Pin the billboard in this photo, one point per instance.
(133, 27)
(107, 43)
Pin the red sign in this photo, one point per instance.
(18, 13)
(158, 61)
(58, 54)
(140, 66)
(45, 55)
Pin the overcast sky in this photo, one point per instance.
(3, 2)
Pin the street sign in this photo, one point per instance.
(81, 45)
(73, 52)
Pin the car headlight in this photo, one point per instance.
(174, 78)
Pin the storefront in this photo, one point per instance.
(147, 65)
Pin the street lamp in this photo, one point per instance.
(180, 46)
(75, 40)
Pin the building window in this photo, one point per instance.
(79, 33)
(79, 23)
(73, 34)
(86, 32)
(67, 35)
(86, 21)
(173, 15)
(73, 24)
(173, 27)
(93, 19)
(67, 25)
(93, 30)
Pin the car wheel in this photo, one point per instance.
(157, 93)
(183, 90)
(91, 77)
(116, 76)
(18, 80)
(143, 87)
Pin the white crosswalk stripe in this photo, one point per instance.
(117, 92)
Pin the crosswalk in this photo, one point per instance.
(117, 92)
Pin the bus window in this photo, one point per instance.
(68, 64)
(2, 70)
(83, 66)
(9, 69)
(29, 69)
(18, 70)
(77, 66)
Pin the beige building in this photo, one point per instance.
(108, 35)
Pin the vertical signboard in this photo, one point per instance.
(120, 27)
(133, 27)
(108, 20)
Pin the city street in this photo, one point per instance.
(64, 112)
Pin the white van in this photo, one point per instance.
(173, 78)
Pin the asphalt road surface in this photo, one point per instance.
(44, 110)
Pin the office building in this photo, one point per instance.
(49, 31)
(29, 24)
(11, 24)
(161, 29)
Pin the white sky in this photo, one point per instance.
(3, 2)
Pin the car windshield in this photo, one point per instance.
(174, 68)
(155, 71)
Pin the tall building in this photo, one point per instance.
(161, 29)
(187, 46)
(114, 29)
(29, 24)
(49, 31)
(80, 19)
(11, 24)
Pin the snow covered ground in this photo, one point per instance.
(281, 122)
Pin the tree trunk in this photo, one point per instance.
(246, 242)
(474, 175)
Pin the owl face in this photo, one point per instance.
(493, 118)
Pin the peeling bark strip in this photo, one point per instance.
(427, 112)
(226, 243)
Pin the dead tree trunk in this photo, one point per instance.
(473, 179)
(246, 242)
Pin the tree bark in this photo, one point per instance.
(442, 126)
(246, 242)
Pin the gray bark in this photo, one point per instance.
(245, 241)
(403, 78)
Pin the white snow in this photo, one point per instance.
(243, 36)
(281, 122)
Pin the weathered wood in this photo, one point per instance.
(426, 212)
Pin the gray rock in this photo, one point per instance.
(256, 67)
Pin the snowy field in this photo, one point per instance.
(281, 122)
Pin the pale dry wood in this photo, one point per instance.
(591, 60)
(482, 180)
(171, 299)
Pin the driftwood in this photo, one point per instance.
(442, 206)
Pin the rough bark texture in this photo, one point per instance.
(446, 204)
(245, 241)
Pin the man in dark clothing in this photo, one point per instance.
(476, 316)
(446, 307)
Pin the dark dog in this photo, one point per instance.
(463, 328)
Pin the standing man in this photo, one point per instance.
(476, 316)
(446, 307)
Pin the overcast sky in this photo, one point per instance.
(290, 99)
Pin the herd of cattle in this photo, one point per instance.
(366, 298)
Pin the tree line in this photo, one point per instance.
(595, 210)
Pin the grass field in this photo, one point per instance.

----

→ **WHAT IS NEEDED**
Start at the line containing "Pin the city" and return each line up to and including the last line of the material.

→ **EXERCISE SOLUTION**
Pin the city street in this photo, one point per instance.
(64, 112)
Pin the white van in this photo, one point per instance.
(173, 78)
Pin the asphalt road surface in this photo, one point per instance.
(44, 110)
Pin the office building in this photo, one point per instance.
(49, 31)
(29, 24)
(11, 24)
(161, 29)
Pin the white sky in this photo, one point per instance.
(3, 2)
Pin the car windshield in this photo, one point per instance.
(174, 68)
(155, 71)
Pin the tall building in this photo, one point per instance.
(161, 29)
(187, 46)
(114, 29)
(29, 24)
(49, 31)
(80, 19)
(11, 24)
Pin the snow covered ground in this photo, one point per instance.
(281, 122)
Pin the tree trunk in this photo, one point per instance.
(246, 242)
(474, 175)
Pin the owl face in this photo, one point per instance.
(493, 118)
Pin the peeling bark strip in this photo, one point per instance.
(427, 112)
(226, 243)
Pin the dead tree trunk in this photo, one point per instance.
(473, 179)
(246, 242)
Pin the tree bark in this photo, one point per instance.
(442, 126)
(246, 242)
Pin the gray bark in this photo, one point per instance.
(245, 241)
(403, 78)
Pin the white snow in this photo, one point per instance.
(243, 36)
(281, 122)
Pin the weathered wood in this photo, one point per instance.
(426, 212)
Pin the gray rock in this photo, one point per instance.
(256, 67)
Pin the snowy field in this photo, one point per instance.
(281, 122)
Pin the pale dry wood in this photo, one point per instance.
(591, 60)
(482, 180)
(171, 299)
Pin the driftwood in this photo, one point per instance.
(442, 206)
Pin the rough bark texture in this photo, one point per instance.
(446, 204)
(245, 241)
Pin the man in dark clothing in this photo, one point per instance.
(476, 316)
(446, 307)
Pin the dark dog in this photo, one point per instance.
(463, 328)
Pin the standing man in this photo, one point per instance.
(476, 316)
(446, 307)
Pin the overcast sky in this photo, one point per instance.
(290, 99)
Pin the herd of cattle in this photo, one point per instance.
(366, 298)
Pin the tree line in this photo, one point per instance.
(595, 210)
Pin the grass field in this photo, one point per instance.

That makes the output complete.